### Exercise objective
Reproduce each of the following records word for word, with no changes.

(Records of labeled points)
---*---
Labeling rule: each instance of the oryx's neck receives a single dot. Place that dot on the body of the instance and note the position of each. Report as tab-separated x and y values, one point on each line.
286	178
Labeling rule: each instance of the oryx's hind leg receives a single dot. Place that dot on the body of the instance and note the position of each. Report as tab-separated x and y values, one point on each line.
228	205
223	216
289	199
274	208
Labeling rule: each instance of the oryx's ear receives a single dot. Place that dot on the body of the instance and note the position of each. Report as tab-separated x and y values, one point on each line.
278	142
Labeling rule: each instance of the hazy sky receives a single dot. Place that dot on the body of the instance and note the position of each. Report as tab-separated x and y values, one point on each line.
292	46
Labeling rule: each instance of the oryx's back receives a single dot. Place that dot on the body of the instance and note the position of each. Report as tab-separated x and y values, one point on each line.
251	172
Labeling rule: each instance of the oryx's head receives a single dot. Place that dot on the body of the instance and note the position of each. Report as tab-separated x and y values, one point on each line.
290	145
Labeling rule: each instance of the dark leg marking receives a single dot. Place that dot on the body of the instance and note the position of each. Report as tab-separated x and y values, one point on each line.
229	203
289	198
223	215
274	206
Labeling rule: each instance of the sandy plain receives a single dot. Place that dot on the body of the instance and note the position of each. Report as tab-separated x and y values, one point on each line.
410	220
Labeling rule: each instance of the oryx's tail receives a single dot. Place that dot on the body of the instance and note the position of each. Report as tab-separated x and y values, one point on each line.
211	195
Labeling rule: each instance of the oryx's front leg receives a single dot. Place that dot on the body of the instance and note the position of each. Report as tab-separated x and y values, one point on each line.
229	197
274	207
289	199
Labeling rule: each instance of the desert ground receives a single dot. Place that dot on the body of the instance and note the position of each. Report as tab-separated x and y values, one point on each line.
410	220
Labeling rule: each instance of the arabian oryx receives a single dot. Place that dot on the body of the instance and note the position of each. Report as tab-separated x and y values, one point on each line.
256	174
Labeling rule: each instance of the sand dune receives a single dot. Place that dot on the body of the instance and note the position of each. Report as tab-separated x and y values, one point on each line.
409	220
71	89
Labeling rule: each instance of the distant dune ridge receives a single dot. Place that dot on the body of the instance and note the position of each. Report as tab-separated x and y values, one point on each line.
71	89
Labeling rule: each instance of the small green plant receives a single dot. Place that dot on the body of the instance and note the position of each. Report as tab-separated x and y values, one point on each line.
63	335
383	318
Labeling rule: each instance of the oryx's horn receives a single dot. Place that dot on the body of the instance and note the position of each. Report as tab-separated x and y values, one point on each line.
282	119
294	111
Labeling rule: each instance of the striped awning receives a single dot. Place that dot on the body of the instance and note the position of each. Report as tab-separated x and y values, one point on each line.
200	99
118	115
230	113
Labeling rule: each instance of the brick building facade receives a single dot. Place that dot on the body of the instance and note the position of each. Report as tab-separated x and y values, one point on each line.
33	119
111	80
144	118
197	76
---*---
### Task response
Labeling rule: each instance of the oryx's neck receives a single dot. Place that dot on the body of the instance and note the position of each. Report as tab-separated x and y values, one point on each line.
286	178
Labeling rule: each instance of the oryx's hind leg receives a single dot. Place that dot on the body of the instance and note the position of each. Report as tab-separated x and y values, one point on each line.
228	205
223	216
289	199
274	208
Labeling rule: each instance of the oryx's ear receives a single dot. Place that dot on the body of the instance and note the position of each. Report as tab-separated x and y values, one point on each line.
278	142
Labeling rule: each instance of the hazy sky receives a single dot. Place that dot on the body of the instance and note the position of each. Report as tab-separated x and y values, one point on each line.
292	46
Labeling rule: each instance of the oryx's back receives a single dot. Place that dot on the body of the instance and note the position of each. Report as tab-separated x and y values, one point on each line.
251	172
Labeling rule: each instance of the oryx's head receives a single dot. Place that dot on the body of the instance and note the position of each. Report as tab-separated x and y values, one point on each line.
290	145
Labeling rule: each instance of the dark leg marking receives a single dot. Place that dot on the body of the instance and note the position of each. Report as tab-separated x and y values, one point on each line.
229	203
289	198
223	215
274	206
Labeling rule: each instance of the sandy plain receives a single dot. Place that dot on the body of the instance and note the position of each. Report as tab-separated x and y values, one point on each line.
410	220
Labeling rule: each instance of the oryx's tail receives a single dot. Place that dot on the body of the instance and note the position of each. Report as tab-separated x and y values, one point on each line.
211	195
Labeling rule: each instance of the oryx's front leg receives a single dot. Place that dot on the body of the instance and note the position of each. Report as tab-separated x and y values, one point on each line.
229	197
274	207
289	199
Labeling rule: each instance of the desert ground receives a single dot. Place that dot on the body of the instance and note the position of each. Report as tab-separated x and y values, one point on each line.
410	220
Labeling rule: each instance of the arabian oryx receives a single dot. Place that dot on the body of the instance and note the position of each. Report as tab-separated x and y values, one point on each line.
256	174
Labeling rule: each instance of the sand dune receives a single dot. Place that dot on the body of the instance and note the position of each. Report as tab-separated x and y values, one point on each line.
409	220
71	89
Labeling rule: each instance of the distant dune ridge receives a single dot. Place that dot on the body of the instance and note the position of each. Report as tab-separated x and y values, one point on each line.
71	89
Labeling rule: each instance of the small green plant receives a single dot. Place that dot on the body of the instance and note the position of each. Report as tab-separated x and y values, one point on each line.
63	335
383	318
Labeling rule: each instance of the oryx's horn receives a single dot. Place that dot on the body of the instance and note the position of each. Report as tab-separated x and y values, one point on each line.
282	119
294	111
Labeling rule: each instance of the striped awning receives a single dot. Place that dot on the body of the instance and note the position of each. Report as tab-separated x and y values, one point on each line.
200	99
118	115
230	113
Labeling rule: each instance of the brick building facade receives a single dot. Place that dot on the body of the instance and note the position of each. Report as tab-separated x and y values, one point on each line.
33	119
111	80
144	118
197	76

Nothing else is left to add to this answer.